What needs to be done: All that is wanted is the exact lines from the first line of the data below through the line with "Please trace the outline of every instance of the woman", both ends included, with pictures omitted.

---------------

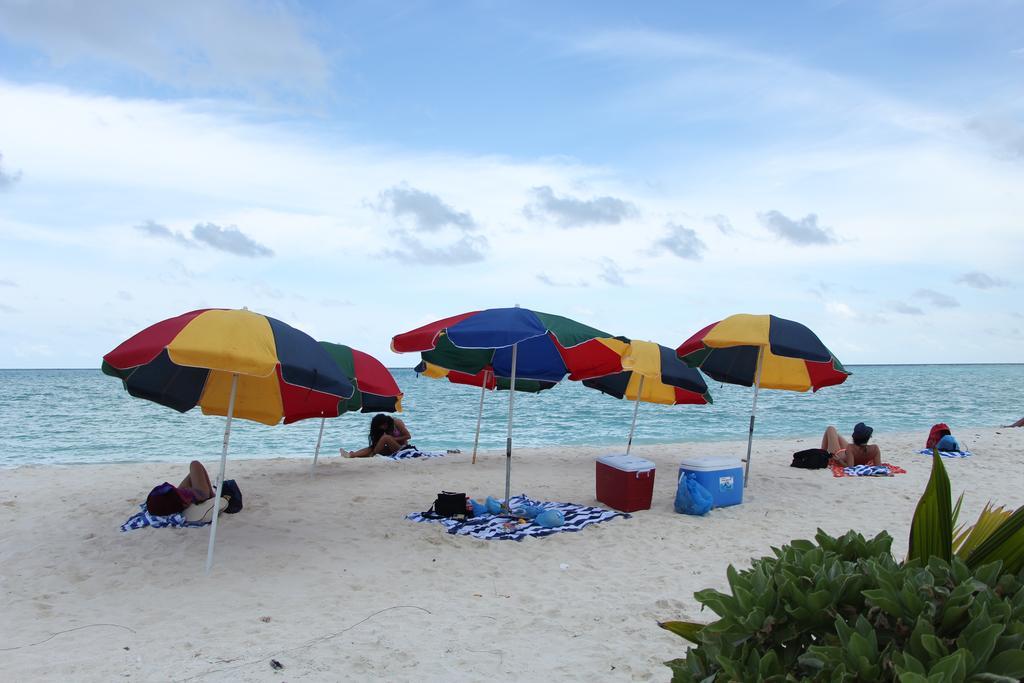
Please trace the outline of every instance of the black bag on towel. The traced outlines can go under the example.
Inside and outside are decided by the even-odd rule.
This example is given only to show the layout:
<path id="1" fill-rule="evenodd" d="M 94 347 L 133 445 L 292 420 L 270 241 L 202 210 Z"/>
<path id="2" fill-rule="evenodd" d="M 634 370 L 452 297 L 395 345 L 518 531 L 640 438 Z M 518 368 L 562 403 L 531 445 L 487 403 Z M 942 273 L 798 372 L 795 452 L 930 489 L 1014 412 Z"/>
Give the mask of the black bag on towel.
<path id="1" fill-rule="evenodd" d="M 234 479 L 224 480 L 220 495 L 228 498 L 228 506 L 224 508 L 224 512 L 233 515 L 242 509 L 242 490 L 238 488 Z"/>
<path id="2" fill-rule="evenodd" d="M 828 451 L 824 448 L 808 448 L 805 451 L 794 453 L 793 462 L 789 466 L 805 470 L 820 470 L 828 467 L 830 457 Z"/>
<path id="3" fill-rule="evenodd" d="M 441 491 L 434 501 L 433 512 L 438 517 L 466 516 L 466 494 Z"/>

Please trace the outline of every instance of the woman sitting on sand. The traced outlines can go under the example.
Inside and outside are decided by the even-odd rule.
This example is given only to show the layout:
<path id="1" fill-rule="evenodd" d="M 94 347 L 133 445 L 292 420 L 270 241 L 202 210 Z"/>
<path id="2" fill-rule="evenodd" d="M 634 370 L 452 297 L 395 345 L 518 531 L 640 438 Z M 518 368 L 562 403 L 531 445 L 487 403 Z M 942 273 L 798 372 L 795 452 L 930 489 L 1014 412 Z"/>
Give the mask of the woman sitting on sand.
<path id="1" fill-rule="evenodd" d="M 341 455 L 349 458 L 391 455 L 402 450 L 411 438 L 412 434 L 409 433 L 404 422 L 396 417 L 377 413 L 370 420 L 370 445 L 351 453 L 342 448 Z"/>
<path id="2" fill-rule="evenodd" d="M 853 443 L 839 436 L 836 428 L 829 425 L 825 435 L 821 437 L 821 447 L 832 456 L 832 459 L 843 467 L 854 465 L 881 465 L 882 449 L 868 445 L 868 439 L 874 430 L 863 422 L 853 427 Z"/>

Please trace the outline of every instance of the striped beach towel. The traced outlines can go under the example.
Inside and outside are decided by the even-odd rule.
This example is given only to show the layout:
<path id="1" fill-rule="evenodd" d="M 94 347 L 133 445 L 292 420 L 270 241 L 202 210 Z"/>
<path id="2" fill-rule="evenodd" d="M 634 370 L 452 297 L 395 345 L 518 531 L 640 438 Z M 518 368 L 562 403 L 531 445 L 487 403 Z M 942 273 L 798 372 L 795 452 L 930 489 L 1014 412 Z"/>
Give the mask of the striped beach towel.
<path id="1" fill-rule="evenodd" d="M 472 536 L 487 540 L 521 541 L 528 536 L 540 537 L 550 536 L 551 534 L 563 531 L 579 531 L 583 527 L 615 519 L 616 517 L 630 517 L 625 512 L 614 512 L 604 508 L 576 505 L 575 503 L 549 503 L 531 500 L 525 494 L 513 496 L 509 502 L 513 510 L 526 506 L 541 507 L 545 510 L 558 510 L 565 517 L 565 524 L 559 527 L 548 528 L 530 521 L 520 524 L 518 519 L 500 515 L 482 515 L 462 522 L 447 517 L 428 516 L 422 512 L 414 512 L 411 515 L 406 515 L 405 518 L 413 522 L 437 522 L 444 525 L 448 533 L 457 536 Z"/>
<path id="2" fill-rule="evenodd" d="M 843 467 L 837 462 L 830 462 L 829 468 L 833 477 L 891 477 L 894 474 L 906 474 L 902 467 L 883 462 L 881 465 L 854 465 Z"/>
<path id="3" fill-rule="evenodd" d="M 128 521 L 121 525 L 121 531 L 143 529 L 147 526 L 151 526 L 154 529 L 164 529 L 166 527 L 206 526 L 207 524 L 209 522 L 189 522 L 185 519 L 185 515 L 180 512 L 173 515 L 151 515 L 146 508 L 146 504 L 142 503 L 139 505 L 139 512 L 129 517 Z"/>
<path id="4" fill-rule="evenodd" d="M 931 455 L 932 449 L 924 448 L 919 450 L 918 453 L 921 455 Z M 972 453 L 970 451 L 939 451 L 939 455 L 943 458 L 969 458 Z"/>
<path id="5" fill-rule="evenodd" d="M 410 460 L 412 458 L 443 458 L 446 455 L 448 455 L 447 451 L 421 451 L 415 446 L 406 446 L 397 453 L 380 457 L 387 458 L 388 460 Z"/>

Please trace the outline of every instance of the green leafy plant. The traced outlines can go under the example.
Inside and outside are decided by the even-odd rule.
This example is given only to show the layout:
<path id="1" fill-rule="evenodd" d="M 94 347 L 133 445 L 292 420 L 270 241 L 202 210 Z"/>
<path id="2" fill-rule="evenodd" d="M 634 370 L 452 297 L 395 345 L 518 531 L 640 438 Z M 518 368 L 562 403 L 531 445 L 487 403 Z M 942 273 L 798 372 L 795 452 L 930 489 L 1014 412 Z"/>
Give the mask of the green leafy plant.
<path id="1" fill-rule="evenodd" d="M 999 560 L 1007 572 L 1024 569 L 1024 506 L 1011 513 L 988 503 L 973 525 L 954 531 L 962 501 L 961 495 L 951 507 L 949 475 L 938 450 L 933 450 L 932 474 L 910 526 L 907 560 L 949 560 L 955 553 L 968 567 Z"/>
<path id="2" fill-rule="evenodd" d="M 986 506 L 954 531 L 938 454 L 898 562 L 885 532 L 796 540 L 729 593 L 695 597 L 718 619 L 664 622 L 690 641 L 673 681 L 1017 681 L 1024 677 L 1024 513 Z M 955 551 L 955 552 L 954 552 Z"/>

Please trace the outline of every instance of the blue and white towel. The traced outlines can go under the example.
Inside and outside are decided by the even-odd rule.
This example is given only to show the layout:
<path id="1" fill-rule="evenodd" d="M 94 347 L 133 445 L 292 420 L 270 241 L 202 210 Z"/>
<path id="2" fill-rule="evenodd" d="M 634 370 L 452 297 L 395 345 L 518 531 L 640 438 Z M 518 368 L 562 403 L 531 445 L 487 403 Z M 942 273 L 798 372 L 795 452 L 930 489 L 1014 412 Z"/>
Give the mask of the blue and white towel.
<path id="1" fill-rule="evenodd" d="M 448 533 L 458 536 L 521 541 L 527 536 L 550 536 L 562 531 L 579 531 L 591 524 L 598 524 L 599 522 L 616 517 L 628 518 L 631 516 L 625 512 L 614 512 L 604 508 L 576 505 L 575 503 L 545 503 L 531 500 L 525 495 L 513 496 L 510 503 L 512 510 L 530 505 L 541 507 L 545 510 L 558 510 L 565 517 L 565 524 L 559 527 L 548 528 L 533 522 L 519 524 L 517 519 L 499 515 L 481 515 L 480 517 L 472 517 L 461 522 L 447 517 L 425 516 L 422 512 L 414 512 L 411 515 L 406 515 L 405 518 L 414 522 L 438 522 L 444 525 Z"/>
<path id="2" fill-rule="evenodd" d="M 924 448 L 919 450 L 918 453 L 921 455 L 931 455 L 932 449 Z M 970 451 L 939 451 L 939 455 L 943 458 L 969 458 L 971 457 Z"/>
<path id="3" fill-rule="evenodd" d="M 128 521 L 121 525 L 121 531 L 142 529 L 147 526 L 151 526 L 154 529 L 163 529 L 165 527 L 180 528 L 186 526 L 206 526 L 209 524 L 209 522 L 189 522 L 185 519 L 185 515 L 180 512 L 173 515 L 151 515 L 145 503 L 141 503 L 139 508 L 141 512 L 136 512 L 129 517 Z"/>
<path id="4" fill-rule="evenodd" d="M 388 460 L 409 460 L 411 458 L 443 458 L 446 455 L 448 455 L 446 451 L 421 451 L 415 446 L 406 446 L 397 453 L 380 457 Z"/>
<path id="5" fill-rule="evenodd" d="M 885 465 L 854 465 L 844 467 L 843 474 L 847 477 L 889 477 L 892 472 Z"/>

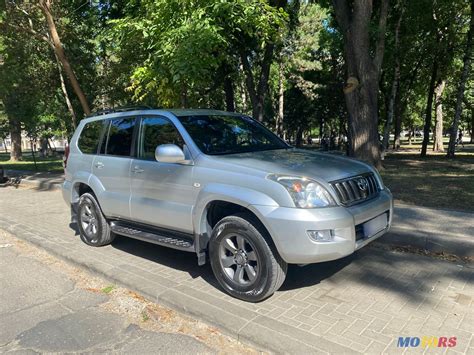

---------------

Expected answer:
Please trace the outline of every instance of the black bag on towel. The traced outlines can go under the example.
Inside and outside are decided by the even-odd rule.
This example is given only to show the layout:
<path id="1" fill-rule="evenodd" d="M 94 347 L 133 445 L 292 420 L 270 241 L 202 210 Z"/>
<path id="2" fill-rule="evenodd" d="M 634 370 L 452 297 L 395 345 L 518 531 L 640 438 Z M 518 368 L 562 403 L 531 445 L 487 403 Z M 942 273 L 798 372 L 795 452 L 930 489 L 1014 412 Z"/>
Give the mask of the black bag on towel.
<path id="1" fill-rule="evenodd" d="M 234 479 L 224 480 L 220 495 L 228 498 L 228 506 L 224 508 L 224 512 L 233 515 L 242 509 L 242 490 L 238 488 Z"/>
<path id="2" fill-rule="evenodd" d="M 828 451 L 824 448 L 808 448 L 805 451 L 794 453 L 793 462 L 789 466 L 805 470 L 820 470 L 828 467 L 830 457 Z"/>
<path id="3" fill-rule="evenodd" d="M 441 491 L 434 501 L 433 512 L 438 517 L 466 516 L 466 494 Z"/>

Please trace the outline of every instance of the woman sitting on sand. The traced outlines can go under the example.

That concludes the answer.